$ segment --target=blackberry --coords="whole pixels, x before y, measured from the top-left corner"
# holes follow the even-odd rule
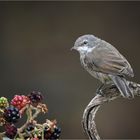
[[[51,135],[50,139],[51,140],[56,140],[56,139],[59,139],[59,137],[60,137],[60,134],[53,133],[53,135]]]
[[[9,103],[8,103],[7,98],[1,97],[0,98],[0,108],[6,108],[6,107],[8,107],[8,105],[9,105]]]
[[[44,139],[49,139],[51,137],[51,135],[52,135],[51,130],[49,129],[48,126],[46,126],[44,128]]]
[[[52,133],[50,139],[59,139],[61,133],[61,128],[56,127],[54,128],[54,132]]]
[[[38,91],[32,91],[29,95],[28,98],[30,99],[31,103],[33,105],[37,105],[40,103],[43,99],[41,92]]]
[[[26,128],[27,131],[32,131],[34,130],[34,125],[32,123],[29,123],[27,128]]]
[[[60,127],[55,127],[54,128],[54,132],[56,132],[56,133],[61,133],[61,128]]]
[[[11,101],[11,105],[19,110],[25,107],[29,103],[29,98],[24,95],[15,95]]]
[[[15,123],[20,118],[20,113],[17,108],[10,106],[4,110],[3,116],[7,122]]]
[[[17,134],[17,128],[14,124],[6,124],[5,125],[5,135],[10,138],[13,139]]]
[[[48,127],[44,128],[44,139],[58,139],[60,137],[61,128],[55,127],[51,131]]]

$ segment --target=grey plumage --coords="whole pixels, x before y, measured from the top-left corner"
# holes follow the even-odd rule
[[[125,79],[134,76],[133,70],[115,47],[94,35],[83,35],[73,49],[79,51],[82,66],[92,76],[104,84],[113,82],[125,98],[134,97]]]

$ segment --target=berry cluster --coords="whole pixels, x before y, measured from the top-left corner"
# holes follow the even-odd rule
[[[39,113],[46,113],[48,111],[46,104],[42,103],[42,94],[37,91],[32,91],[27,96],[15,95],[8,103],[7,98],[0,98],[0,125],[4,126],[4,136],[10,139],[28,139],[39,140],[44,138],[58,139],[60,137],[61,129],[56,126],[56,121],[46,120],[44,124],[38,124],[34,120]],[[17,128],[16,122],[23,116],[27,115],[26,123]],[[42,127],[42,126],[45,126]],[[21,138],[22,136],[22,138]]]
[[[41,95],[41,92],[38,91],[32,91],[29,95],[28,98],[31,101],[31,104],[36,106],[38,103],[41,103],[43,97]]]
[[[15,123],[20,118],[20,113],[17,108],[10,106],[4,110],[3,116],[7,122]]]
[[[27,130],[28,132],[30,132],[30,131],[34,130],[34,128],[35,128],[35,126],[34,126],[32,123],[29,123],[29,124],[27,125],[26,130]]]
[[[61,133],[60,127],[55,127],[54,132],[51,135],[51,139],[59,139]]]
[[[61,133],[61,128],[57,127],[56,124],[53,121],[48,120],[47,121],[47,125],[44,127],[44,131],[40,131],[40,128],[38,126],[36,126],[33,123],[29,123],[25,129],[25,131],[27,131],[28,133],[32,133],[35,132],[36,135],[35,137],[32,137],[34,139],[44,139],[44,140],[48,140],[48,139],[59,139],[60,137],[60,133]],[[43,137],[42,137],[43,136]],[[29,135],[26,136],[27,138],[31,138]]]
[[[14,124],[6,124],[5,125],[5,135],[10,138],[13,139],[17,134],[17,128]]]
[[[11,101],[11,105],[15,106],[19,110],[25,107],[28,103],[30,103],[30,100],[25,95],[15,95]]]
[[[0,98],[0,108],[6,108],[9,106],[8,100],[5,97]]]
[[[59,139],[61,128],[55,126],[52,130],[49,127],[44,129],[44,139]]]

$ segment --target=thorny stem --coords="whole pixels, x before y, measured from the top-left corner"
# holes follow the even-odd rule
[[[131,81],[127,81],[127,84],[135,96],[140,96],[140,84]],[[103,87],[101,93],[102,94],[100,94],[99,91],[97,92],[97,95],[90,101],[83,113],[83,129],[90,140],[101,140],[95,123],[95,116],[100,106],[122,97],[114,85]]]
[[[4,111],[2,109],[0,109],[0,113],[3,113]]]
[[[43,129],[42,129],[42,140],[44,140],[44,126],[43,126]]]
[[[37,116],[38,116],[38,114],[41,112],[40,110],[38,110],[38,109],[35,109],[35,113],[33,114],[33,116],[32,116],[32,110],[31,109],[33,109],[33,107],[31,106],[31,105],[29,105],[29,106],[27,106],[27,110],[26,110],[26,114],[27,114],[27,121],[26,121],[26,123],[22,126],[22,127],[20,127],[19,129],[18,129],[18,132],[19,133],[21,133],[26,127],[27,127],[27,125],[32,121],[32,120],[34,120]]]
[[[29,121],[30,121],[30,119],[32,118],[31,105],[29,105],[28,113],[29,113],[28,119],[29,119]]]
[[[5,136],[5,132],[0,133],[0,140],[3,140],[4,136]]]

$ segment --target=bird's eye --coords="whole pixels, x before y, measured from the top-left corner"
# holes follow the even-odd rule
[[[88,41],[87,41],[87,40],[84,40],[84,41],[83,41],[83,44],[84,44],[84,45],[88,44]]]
========================================
--- EXERCISE PROMPT ---
Write the records out again exactly as shown above, keeping no pictures.

--- REPLY TO THE TASK ---
$ segment --target=blackberry --coords="whole pixels, x before y, measured from the top-left corner"
# holes follow the even-odd rule
[[[51,135],[50,139],[51,140],[56,140],[56,139],[59,139],[59,137],[60,137],[60,134],[53,133],[53,135]]]
[[[9,103],[8,103],[7,98],[1,97],[0,98],[0,108],[6,108],[6,107],[8,107],[8,105],[9,105]]]
[[[44,139],[49,139],[51,137],[51,135],[52,135],[51,130],[49,129],[48,126],[46,126],[44,128]]]
[[[52,133],[50,139],[59,139],[61,133],[61,128],[56,127],[54,128],[54,132]]]
[[[38,91],[32,91],[29,95],[28,98],[30,99],[31,103],[33,105],[37,105],[40,103],[43,99],[41,92]]]
[[[26,128],[27,131],[32,131],[34,130],[34,125],[32,123],[29,123],[27,128]]]
[[[60,127],[55,127],[54,128],[54,132],[56,132],[56,133],[61,133],[61,128]]]
[[[11,101],[11,105],[19,110],[25,107],[29,103],[29,98],[24,95],[15,95]]]
[[[15,123],[20,118],[20,113],[17,108],[10,106],[4,110],[3,116],[7,122]]]
[[[17,134],[17,128],[14,124],[6,124],[5,125],[5,135],[10,138],[13,139]]]
[[[48,127],[44,128],[44,139],[58,139],[60,137],[61,128],[55,127],[51,131]]]

$ segment --target=grey plumage --coords="whole pixels, x before y, measured from the top-left corner"
# holes follow the even-odd rule
[[[125,79],[134,76],[133,70],[115,47],[94,35],[83,35],[73,49],[79,51],[82,66],[92,76],[104,84],[113,82],[125,98],[134,97]]]

$ segment --target=berry cluster --coords="whole pixels, x before y, measured from the top-left corner"
# holes follow the even-odd rule
[[[39,113],[46,113],[48,111],[46,104],[42,103],[42,94],[37,91],[32,91],[27,96],[15,95],[8,103],[7,98],[0,98],[0,125],[4,126],[4,136],[10,139],[28,139],[39,140],[44,138],[58,139],[60,137],[61,129],[56,126],[56,121],[46,120],[44,124],[38,124],[34,120]],[[17,128],[16,122],[23,116],[27,115],[26,123]],[[42,127],[42,126],[45,126]],[[21,138],[22,136],[22,138]]]
[[[41,95],[41,92],[38,91],[32,91],[29,95],[28,98],[31,101],[31,104],[36,106],[38,103],[41,103],[43,97]]]
[[[15,123],[20,118],[20,113],[17,108],[10,106],[4,110],[3,116],[7,122]]]
[[[27,130],[28,132],[30,132],[30,131],[34,130],[34,128],[35,128],[35,126],[34,126],[32,123],[29,123],[29,124],[27,125],[26,130]]]
[[[61,133],[60,127],[55,127],[54,132],[51,135],[51,139],[59,139]]]
[[[61,133],[61,128],[57,127],[56,124],[53,121],[48,120],[47,121],[47,125],[44,127],[44,131],[40,131],[40,128],[38,126],[36,126],[33,123],[29,123],[25,129],[25,131],[27,131],[28,133],[32,133],[35,132],[36,135],[35,137],[32,137],[34,139],[44,139],[44,140],[48,140],[48,139],[59,139],[60,137],[60,133]],[[43,137],[42,137],[43,136]],[[29,135],[26,136],[27,138],[31,138]]]
[[[14,124],[6,124],[5,125],[5,135],[10,138],[13,139],[17,134],[17,128]]]
[[[11,101],[11,105],[15,106],[19,110],[25,107],[28,103],[30,103],[30,100],[25,95],[15,95]]]
[[[0,98],[0,108],[6,108],[9,106],[8,100],[5,97]]]
[[[59,139],[61,128],[55,126],[52,130],[49,127],[44,129],[44,139]]]

$ segment --target=thorny stem --coords="whole pixels, x before y, measured from the top-left corner"
# holes follow the even-odd rule
[[[131,81],[127,81],[127,84],[135,96],[140,96],[140,84]],[[103,87],[101,93],[102,94],[100,94],[99,91],[97,92],[97,95],[90,101],[83,113],[83,129],[90,140],[101,140],[95,123],[95,116],[100,106],[122,97],[114,85]]]
[[[4,111],[2,109],[0,109],[0,113],[3,113]]]
[[[43,129],[42,129],[42,140],[44,140],[44,126],[43,126]]]
[[[37,116],[38,116],[38,114],[41,112],[40,110],[38,110],[38,109],[35,109],[35,113],[33,114],[33,116],[32,116],[32,110],[31,109],[33,109],[33,107],[31,106],[31,105],[29,105],[29,106],[27,106],[27,110],[26,110],[26,114],[27,114],[27,121],[26,121],[26,123],[22,126],[22,127],[20,127],[19,129],[18,129],[18,132],[19,133],[21,133],[26,127],[27,127],[27,125],[32,121],[32,120],[34,120]]]
[[[29,121],[30,121],[30,119],[32,118],[31,105],[29,105],[28,113],[29,113],[28,119],[29,119]]]
[[[5,136],[5,132],[0,133],[0,140],[3,140],[4,136]]]

$ segment --target=bird's eye --coords="whole pixels, x before y, measured from the top-left corner"
# holes follow the even-odd rule
[[[88,41],[87,41],[87,40],[84,40],[84,41],[83,41],[83,44],[84,44],[84,45],[88,44]]]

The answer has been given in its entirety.